## WHAT IS BEING ASKED
Would you repeat exactly the part of the listing below that runs from the line containing "Target: striped placemat" down to the line containing "the child, each", inclusive, and nothing else?

## DATA
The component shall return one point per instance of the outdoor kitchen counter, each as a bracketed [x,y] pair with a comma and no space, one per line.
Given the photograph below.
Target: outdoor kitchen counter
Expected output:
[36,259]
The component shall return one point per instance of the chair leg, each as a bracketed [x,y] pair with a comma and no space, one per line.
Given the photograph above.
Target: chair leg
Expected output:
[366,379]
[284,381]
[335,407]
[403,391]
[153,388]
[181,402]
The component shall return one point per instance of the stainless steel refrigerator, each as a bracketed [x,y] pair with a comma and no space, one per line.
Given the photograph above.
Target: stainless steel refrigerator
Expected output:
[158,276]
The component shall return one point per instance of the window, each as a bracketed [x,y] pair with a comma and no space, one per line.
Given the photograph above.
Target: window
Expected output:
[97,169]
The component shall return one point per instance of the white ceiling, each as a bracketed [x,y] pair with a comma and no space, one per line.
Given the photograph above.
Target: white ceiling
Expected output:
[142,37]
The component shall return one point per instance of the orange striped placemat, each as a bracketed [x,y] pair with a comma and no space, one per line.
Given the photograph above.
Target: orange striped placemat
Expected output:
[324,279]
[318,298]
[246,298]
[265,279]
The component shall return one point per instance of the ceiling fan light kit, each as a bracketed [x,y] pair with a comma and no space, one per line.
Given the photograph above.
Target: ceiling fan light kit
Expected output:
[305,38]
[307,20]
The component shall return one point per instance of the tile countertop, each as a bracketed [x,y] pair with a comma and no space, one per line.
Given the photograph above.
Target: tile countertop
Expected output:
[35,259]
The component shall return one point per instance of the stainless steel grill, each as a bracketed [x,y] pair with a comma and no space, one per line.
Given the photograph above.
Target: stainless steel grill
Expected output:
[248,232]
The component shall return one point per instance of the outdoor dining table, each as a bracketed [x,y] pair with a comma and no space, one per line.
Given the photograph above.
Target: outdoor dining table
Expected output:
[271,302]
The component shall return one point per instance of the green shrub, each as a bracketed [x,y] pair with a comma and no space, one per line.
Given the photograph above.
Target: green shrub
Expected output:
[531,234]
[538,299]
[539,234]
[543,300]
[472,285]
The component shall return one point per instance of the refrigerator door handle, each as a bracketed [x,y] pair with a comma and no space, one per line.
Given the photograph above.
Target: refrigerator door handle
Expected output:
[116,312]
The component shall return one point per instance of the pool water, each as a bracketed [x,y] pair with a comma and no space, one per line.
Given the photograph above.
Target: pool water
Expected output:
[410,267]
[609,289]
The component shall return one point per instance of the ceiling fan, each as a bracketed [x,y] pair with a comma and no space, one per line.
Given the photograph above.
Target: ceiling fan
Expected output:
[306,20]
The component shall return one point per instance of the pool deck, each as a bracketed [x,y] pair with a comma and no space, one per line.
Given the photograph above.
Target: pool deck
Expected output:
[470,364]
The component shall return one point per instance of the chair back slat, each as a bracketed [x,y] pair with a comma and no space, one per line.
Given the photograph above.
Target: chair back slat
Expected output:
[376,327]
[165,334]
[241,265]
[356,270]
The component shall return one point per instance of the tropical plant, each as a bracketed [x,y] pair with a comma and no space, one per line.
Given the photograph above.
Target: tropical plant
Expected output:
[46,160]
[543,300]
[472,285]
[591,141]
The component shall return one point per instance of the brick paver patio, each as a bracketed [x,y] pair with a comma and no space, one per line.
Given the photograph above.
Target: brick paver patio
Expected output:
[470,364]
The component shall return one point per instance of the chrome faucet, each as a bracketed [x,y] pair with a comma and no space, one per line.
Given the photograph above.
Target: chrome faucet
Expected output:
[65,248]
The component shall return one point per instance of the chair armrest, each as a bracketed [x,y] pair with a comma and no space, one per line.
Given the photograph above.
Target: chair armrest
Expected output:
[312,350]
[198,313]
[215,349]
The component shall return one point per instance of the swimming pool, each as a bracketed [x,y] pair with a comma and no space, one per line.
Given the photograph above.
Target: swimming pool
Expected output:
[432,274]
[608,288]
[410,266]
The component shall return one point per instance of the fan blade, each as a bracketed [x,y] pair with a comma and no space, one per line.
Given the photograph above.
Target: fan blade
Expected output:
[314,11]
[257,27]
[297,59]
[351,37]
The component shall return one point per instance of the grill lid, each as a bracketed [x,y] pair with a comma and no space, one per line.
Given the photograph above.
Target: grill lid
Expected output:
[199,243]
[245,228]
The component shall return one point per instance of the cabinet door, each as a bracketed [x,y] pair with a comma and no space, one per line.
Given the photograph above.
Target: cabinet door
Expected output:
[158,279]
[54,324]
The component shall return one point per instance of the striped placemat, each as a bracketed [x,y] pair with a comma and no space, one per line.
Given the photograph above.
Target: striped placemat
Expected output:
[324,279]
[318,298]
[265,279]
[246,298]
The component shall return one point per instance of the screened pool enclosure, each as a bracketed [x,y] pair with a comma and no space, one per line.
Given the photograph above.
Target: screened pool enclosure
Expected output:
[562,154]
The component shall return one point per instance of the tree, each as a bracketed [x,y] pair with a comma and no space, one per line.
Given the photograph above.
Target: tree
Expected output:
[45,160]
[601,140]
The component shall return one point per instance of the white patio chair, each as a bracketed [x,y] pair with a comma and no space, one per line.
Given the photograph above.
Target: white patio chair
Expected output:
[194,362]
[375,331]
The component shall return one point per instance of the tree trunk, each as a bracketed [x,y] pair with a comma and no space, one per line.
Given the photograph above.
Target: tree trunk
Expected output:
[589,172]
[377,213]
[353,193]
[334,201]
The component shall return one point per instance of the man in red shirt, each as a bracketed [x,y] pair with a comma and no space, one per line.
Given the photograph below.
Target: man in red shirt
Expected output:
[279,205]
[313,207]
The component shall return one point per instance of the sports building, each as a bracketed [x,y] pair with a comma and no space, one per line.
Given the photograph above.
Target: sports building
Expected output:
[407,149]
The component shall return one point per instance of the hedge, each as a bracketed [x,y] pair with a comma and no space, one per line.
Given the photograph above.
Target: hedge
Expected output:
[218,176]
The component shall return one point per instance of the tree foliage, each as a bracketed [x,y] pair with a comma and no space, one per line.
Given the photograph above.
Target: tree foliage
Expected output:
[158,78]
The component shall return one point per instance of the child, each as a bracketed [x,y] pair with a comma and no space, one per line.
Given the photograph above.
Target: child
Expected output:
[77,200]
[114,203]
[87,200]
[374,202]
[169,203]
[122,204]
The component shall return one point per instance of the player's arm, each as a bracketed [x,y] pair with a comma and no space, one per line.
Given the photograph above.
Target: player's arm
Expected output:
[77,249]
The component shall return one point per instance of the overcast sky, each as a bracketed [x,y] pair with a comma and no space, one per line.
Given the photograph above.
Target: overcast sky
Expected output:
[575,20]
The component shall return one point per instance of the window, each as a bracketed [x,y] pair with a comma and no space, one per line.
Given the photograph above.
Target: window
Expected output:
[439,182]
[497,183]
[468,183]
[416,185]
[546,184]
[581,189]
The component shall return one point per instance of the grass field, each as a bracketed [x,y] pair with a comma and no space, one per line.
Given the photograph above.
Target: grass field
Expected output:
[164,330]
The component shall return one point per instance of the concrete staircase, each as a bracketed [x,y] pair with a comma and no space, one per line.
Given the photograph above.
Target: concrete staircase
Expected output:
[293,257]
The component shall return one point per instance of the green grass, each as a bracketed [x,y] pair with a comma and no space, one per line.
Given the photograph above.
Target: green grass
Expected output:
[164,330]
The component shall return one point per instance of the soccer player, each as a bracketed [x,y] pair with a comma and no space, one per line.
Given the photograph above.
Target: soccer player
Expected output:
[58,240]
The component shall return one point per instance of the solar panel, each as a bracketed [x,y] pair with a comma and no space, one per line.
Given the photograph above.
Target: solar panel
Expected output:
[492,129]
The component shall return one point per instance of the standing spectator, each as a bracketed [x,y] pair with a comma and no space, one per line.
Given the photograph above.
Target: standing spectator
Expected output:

## RESPONSE FOR THIS EXERCISE
Target: striped placemat
Expected output:
[324,279]
[318,298]
[265,279]
[246,298]
The component shall return one point per instance of the screened pool enclosure, each as a bracketed [x,y] pair with a comma and no space, one per line.
Given the photograph above.
Target: screened pool enclosure
Expected output:
[562,154]
The component shall return one point per instance of the tree, each as a bracketed [x,y] pair with a comma and no space, one per line.
Given the photograph above.
Target: tree
Expected output:
[45,160]
[601,140]
The component shall return one point per instance of the white patio chair, each as a bracketed [x,y] pair with a comma and no space, one per line.
Given the photograph above.
Target: white patio chair
Expected output:
[194,362]
[375,331]
The component shall return one point per instance of the tree trunk, each as a bracketed [x,y] pair with a comma and no space, one per line.
Given the photograph above.
Target: tree trunk
Expected output:
[589,172]
[377,213]
[353,193]
[334,201]
The component shall return one point per instance of the man in red shirt, each as a bracketed [x,y] pair with a comma and no space, one per line.
Given the photograph below.
Target: man in red shirt
Expected output:
[279,205]
[313,207]
The component shall return one point per instance of the sports building, each as a bracketed [x,y] pair with a comma and no space, one per line.
Given the photograph above.
Target: sports building
Expected output:
[407,149]
The component shall return one point per instance of the hedge, each as a bracketed [x,y] pair with a comma and no space, one per line.
Given the photograph above.
Target: hedge
Expected output:
[218,176]
The component shall return one point per instance of the tree foliage, each as a bracketed [x,y] pair with a comma and no space, one per line.
Given the photograph above.
Target: tree foliage
Expected output:
[158,78]
The component shall return one point per instance of the child, each as a bracketed [x,y] pair with a comma and no space, one per line.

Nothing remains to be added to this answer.